Translate this sentence from the Swarm networking post below into German: "I’m quite puzzled, and have still to improve in networking."

__Supplied passage__:

::::::::

I have a cluster of Swarm nodes:
- N10 and N11, hosted by provider P1 (some datacenter)
- N20 and N21, hosted by provider P2 (some other datacenter)
Traefik is deployed on N10:
- if my service is deployed on N11: Traefik routes the calls correctly.
- if my service is deployed on N20: Traefik goes in Gateway timeout 504.
Within my service
- if my app is deployed on N11 and my database on N12, all works.
- if my app is deployed on N11 and my database on N20, connection with the database fails.
Clearly, there’s a connection failure between N10/N11 and N20, and the same errors occurs if I try with a fresh clean server N21 from provider P2.
- nodes from P2 have no firewall (test servers)
- nodes from P1 have ports 2377, 4789, 7946 (UDP/TCP) open for N20/N21
- nodes from P2 join the swarm joyfully
- I can deploy stacks to nodes from P2 without errors
- Swarmpit, a swarm manager, deployed on N11 can access info and logs from services deployed on N20/N21
- within Traefik container on N10, connections to services on N20/N21 fail (timeout); but connections from N10 (Traefik’s host) to these services (via N20/N21 direct IP) succeeds.
I’m quite puzzled, and have still to improve in networking.
Any help, any clue appreciated.

::::::::

__Raw data__:

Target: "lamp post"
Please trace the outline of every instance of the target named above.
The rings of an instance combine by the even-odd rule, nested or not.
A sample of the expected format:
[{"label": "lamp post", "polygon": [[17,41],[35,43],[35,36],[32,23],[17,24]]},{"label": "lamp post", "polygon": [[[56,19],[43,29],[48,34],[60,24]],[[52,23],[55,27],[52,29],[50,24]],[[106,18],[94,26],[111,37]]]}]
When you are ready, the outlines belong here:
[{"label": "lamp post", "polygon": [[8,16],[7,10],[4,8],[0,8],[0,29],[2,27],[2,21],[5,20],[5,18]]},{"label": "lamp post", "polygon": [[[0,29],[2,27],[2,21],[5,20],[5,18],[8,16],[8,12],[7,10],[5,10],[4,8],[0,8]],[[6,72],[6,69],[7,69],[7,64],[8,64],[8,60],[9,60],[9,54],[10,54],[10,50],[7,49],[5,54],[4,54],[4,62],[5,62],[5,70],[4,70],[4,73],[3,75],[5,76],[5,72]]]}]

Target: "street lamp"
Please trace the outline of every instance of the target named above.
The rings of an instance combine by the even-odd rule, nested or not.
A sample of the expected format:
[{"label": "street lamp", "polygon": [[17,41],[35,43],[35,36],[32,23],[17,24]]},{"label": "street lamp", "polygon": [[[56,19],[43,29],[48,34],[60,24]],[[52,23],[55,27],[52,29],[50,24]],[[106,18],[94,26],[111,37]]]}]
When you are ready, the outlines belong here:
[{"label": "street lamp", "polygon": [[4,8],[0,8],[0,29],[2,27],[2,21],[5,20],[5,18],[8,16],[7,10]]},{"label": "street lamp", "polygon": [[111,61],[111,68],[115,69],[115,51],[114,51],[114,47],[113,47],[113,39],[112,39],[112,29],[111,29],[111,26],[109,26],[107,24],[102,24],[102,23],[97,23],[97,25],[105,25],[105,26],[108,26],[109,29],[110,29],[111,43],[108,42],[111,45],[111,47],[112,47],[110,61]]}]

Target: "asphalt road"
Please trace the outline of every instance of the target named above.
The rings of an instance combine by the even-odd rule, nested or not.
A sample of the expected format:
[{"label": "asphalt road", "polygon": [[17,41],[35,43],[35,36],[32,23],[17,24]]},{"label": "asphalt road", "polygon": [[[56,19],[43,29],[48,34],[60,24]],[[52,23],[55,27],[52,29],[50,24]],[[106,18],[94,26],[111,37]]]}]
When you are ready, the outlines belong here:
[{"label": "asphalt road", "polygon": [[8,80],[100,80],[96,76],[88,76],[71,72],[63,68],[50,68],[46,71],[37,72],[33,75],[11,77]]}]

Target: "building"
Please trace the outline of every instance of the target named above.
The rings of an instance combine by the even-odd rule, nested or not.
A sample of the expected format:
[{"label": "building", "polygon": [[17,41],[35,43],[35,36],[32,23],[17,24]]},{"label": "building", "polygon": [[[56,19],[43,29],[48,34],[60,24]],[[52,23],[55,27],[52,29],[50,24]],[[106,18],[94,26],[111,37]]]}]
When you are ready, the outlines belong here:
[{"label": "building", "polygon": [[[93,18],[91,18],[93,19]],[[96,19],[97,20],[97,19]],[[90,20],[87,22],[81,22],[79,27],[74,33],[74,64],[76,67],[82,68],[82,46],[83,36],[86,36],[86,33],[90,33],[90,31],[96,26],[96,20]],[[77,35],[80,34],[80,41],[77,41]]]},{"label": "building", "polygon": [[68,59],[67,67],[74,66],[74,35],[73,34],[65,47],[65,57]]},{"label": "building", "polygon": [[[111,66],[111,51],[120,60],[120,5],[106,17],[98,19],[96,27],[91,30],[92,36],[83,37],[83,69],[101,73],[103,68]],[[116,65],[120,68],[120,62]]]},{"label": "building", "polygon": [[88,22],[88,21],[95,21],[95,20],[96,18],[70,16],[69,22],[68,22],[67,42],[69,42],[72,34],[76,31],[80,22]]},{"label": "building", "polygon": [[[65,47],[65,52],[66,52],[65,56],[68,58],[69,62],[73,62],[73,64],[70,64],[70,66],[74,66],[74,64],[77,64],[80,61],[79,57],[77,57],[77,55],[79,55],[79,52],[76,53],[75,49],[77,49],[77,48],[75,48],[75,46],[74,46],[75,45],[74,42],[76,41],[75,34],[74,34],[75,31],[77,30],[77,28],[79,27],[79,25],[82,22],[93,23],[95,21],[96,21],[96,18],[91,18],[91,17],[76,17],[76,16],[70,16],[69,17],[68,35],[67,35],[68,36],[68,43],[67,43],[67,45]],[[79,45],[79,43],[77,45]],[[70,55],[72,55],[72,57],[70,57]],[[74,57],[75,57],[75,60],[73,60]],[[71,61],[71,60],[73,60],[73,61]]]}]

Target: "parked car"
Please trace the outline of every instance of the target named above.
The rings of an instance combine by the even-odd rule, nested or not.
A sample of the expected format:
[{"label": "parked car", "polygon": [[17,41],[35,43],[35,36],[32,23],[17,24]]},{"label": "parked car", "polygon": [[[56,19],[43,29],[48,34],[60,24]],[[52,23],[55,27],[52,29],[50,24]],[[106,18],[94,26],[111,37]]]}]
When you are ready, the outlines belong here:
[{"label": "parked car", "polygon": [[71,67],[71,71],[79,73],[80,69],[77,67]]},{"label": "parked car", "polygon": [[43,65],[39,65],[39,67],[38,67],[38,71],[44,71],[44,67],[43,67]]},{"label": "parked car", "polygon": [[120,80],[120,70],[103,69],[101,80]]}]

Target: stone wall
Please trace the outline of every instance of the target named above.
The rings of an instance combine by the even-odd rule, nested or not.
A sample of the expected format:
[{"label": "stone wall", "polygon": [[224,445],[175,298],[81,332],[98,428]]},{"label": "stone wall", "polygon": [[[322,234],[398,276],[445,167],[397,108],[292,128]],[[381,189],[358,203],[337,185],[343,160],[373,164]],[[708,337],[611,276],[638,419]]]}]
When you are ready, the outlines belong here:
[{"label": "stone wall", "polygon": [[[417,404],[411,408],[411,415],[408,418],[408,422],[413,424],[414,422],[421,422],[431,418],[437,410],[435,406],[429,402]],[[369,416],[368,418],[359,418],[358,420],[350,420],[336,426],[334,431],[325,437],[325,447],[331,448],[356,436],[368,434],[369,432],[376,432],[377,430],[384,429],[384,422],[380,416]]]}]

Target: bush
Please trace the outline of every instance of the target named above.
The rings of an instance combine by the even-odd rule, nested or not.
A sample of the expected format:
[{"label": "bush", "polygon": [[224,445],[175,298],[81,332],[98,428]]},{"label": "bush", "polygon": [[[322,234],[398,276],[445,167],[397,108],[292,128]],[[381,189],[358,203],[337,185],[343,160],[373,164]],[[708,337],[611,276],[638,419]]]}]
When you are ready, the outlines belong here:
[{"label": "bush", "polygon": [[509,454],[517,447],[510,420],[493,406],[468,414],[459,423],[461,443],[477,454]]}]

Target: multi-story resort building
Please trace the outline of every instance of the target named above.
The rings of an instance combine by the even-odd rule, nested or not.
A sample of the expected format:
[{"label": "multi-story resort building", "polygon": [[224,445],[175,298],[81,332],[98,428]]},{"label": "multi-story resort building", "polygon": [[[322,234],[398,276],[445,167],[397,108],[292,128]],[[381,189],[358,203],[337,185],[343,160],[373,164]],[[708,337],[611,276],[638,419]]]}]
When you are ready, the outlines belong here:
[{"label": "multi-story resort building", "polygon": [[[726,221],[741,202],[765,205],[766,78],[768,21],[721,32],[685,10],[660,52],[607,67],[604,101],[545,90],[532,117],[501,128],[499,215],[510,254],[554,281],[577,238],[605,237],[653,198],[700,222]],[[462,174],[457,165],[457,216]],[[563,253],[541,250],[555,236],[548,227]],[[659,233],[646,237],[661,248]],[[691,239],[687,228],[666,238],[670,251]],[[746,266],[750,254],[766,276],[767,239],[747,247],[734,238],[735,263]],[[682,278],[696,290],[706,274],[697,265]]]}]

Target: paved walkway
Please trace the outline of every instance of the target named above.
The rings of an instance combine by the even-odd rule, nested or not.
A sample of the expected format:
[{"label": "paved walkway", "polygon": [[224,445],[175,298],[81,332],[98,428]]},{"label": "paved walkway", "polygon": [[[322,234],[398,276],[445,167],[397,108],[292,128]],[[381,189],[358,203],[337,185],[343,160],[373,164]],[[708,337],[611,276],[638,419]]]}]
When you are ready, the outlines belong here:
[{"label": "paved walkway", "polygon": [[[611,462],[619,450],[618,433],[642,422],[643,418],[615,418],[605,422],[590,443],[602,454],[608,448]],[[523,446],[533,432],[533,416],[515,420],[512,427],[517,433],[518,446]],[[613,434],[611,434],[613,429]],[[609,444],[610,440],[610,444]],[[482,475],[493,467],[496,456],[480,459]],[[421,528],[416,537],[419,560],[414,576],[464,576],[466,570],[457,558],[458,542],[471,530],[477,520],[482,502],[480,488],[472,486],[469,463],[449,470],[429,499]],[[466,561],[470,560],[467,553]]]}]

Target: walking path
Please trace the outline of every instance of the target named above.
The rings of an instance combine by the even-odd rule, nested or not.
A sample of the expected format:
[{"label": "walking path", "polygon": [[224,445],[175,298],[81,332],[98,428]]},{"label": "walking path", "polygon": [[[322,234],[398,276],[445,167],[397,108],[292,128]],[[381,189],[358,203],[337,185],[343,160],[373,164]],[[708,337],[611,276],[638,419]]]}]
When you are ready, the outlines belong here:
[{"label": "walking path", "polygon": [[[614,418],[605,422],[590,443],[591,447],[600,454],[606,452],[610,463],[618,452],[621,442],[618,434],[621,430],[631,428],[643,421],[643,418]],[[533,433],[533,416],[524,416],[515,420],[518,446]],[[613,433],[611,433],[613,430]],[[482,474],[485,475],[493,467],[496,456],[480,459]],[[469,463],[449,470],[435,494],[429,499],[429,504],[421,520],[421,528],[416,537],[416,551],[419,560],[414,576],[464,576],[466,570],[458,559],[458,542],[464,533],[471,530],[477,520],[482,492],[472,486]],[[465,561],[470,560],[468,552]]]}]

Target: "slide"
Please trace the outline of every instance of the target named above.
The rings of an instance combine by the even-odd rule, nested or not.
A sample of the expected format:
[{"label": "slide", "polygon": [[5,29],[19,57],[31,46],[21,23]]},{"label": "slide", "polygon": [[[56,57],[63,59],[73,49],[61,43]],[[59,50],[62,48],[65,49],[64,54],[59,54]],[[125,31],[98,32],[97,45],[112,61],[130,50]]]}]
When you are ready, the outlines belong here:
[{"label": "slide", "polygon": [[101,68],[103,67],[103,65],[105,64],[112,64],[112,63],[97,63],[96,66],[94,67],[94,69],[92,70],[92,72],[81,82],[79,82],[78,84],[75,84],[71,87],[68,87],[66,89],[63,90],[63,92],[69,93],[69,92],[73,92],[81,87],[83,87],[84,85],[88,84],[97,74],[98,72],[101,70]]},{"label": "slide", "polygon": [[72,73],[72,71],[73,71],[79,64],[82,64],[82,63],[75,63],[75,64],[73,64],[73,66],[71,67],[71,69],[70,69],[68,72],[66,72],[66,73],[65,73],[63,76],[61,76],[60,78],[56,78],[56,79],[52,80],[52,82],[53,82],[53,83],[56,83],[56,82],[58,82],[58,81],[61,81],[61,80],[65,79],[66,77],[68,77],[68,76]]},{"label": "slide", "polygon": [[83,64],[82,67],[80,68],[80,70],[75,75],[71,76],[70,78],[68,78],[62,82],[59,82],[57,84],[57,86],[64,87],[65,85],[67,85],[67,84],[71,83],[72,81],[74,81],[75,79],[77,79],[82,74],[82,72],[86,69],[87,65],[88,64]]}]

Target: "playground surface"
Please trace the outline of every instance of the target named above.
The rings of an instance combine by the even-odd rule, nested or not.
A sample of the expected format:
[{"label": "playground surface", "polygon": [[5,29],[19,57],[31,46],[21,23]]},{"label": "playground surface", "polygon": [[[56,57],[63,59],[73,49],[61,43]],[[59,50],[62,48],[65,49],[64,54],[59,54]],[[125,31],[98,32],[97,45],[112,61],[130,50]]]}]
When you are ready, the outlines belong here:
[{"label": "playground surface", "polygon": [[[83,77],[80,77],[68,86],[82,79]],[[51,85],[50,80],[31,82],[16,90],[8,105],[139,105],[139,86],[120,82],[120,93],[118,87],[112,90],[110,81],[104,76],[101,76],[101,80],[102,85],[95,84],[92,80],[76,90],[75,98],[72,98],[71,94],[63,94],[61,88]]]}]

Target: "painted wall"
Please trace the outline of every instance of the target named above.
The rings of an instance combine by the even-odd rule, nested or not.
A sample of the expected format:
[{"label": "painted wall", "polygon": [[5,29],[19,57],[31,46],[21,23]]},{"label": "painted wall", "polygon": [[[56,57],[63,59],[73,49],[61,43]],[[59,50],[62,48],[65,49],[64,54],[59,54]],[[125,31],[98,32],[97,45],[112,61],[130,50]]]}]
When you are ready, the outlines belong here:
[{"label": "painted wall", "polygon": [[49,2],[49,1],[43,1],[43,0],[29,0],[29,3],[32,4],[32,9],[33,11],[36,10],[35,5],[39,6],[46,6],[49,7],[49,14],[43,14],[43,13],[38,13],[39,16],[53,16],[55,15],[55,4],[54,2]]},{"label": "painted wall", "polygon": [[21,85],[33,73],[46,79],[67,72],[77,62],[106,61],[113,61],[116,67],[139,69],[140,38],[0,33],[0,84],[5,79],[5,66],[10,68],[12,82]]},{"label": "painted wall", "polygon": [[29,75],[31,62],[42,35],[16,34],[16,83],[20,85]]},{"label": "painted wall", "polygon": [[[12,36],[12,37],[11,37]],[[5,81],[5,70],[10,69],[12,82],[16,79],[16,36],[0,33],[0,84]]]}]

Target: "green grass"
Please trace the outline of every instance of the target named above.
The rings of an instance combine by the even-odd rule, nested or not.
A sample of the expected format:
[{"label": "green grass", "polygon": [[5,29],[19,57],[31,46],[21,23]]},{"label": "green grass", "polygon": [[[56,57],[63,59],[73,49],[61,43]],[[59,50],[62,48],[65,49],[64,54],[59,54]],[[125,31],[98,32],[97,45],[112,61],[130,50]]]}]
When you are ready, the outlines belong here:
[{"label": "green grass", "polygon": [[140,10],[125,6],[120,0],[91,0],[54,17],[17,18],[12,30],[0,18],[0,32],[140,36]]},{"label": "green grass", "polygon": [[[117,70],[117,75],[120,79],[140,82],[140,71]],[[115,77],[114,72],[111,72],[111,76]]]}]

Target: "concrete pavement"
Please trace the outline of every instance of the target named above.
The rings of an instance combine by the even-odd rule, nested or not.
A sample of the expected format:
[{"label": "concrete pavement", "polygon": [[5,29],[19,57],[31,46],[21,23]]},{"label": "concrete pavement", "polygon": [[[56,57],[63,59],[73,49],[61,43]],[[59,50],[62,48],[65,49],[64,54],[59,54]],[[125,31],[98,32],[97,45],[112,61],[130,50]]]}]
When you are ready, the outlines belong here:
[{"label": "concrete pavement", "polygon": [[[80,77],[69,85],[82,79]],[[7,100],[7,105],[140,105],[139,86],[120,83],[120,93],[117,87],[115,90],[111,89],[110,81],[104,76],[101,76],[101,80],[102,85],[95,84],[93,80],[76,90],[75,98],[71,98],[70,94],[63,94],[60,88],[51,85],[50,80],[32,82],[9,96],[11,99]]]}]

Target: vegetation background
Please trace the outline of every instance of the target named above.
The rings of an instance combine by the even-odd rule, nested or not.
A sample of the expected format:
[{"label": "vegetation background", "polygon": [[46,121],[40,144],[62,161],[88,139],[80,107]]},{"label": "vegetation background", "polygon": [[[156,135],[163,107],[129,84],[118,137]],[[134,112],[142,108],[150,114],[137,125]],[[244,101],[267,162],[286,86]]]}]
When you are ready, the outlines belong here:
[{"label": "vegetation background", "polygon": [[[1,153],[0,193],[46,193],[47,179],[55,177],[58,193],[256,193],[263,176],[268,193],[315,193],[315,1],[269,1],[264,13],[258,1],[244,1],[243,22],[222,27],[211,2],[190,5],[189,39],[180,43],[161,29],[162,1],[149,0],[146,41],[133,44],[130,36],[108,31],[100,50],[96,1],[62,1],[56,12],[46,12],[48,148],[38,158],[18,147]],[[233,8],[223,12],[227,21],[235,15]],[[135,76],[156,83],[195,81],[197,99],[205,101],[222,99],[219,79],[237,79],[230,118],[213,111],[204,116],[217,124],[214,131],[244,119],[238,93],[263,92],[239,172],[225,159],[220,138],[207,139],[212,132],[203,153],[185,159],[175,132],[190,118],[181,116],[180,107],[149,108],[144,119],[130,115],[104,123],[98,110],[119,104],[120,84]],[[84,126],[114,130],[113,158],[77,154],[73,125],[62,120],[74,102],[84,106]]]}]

::::::::

__In response__: Ich bin ziemlich ratlos und muss mich im Bereich Netzwerke noch verbessern.